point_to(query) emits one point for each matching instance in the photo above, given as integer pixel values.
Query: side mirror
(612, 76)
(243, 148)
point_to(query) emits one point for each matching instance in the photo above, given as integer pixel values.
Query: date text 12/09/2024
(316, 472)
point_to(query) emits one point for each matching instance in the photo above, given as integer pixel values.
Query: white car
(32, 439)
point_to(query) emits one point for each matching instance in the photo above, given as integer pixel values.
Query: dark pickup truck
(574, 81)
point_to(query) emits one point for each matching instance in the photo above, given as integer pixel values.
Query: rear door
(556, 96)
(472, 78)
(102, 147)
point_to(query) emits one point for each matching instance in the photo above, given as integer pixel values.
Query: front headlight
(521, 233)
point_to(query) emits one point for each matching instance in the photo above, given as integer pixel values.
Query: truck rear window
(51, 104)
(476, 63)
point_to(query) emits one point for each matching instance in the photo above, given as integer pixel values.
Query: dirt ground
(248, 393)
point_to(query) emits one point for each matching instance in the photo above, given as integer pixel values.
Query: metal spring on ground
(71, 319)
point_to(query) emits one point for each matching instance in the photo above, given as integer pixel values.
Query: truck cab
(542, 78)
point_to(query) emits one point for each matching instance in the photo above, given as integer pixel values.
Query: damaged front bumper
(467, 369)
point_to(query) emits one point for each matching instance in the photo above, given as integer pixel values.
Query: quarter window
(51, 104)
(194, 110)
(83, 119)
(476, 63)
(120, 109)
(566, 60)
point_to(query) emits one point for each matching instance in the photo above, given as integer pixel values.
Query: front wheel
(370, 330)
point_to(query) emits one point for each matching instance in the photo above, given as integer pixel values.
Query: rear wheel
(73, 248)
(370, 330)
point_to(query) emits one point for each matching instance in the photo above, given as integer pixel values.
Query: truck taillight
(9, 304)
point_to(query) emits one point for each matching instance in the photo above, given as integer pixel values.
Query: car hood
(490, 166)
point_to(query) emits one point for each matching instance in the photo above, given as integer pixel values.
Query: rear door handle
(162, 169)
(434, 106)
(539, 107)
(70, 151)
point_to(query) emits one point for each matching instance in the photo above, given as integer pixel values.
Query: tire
:::
### TASK
Every line in the data above has to be retyped exactly.

### EXERCISE ANSWER
point_to(query) emits one point for each matching instance in the photo above, given as integer pixel values.
Query: side mirror
(612, 76)
(243, 148)
point_to(query) emits one point for each matching instance in the photo above, given as integer pixel values.
Query: date text 12/09/2024
(316, 472)
point_to(query) emits one point for each matching instance in the photo above, given as integer pixel values.
Query: white car
(32, 439)
point_to(query) emits one point for each matching instance in the photo above, given as integer pixel values.
Query: dark pickup truck
(574, 81)
point_to(query) emits one point for each matching instance in the photo above, given as integer pixel values.
Query: rear door
(556, 96)
(472, 78)
(102, 147)
point_to(query) emits one point for each matching instance in the photo above, given as integer pixel values.
Query: front headlight
(521, 233)
point_to(query) emits one point for each matching instance in the photo above, given as integer pixel values.
Query: truck rear window
(51, 104)
(476, 63)
point_to(query) emits one point for each matching instance in the photo above, given as integer pixel values.
Query: dirt ground
(248, 393)
point_to(query) emits one point for each matching instance in the photo above, given as integer pixel values.
Query: metal spring on ground
(71, 319)
point_to(query) emits one point for each matching instance in the photo above, given as integer pixel values.
Query: truck cab
(542, 78)
point_to(query) emits one point for each matching instance in the photo above, given as integer pixel values.
Query: damaged front bumper
(467, 369)
point_to(query) emits one point for each matching instance in the photo above, given as integer pixel values.
Query: quarter window
(51, 104)
(194, 110)
(83, 119)
(476, 63)
(120, 109)
(566, 60)
point_to(query) emits one point for each matching instance in the photo above, given as integer pixel values.
Query: front wheel
(370, 330)
point_to(query) emits one point for each matching instance in the photo above, given as integer pixel values.
Query: rear wheel
(73, 248)
(370, 330)
point_to(query) emits one point for each matching instance in the photo above, given as integer pixel values.
Query: truck taillight
(9, 304)
point_to(query) emits one point for each matching instance in the photo above, given as integer pixel values.
Query: car hood
(490, 166)
point_to(query) emits one point for each matching instance in the photo above, given as integer pixel values.
Query: rear door handle
(162, 169)
(434, 106)
(539, 107)
(70, 151)
point_to(query) emits one point for each matching instance in the photo above, given as integer pixel values.
Query: tire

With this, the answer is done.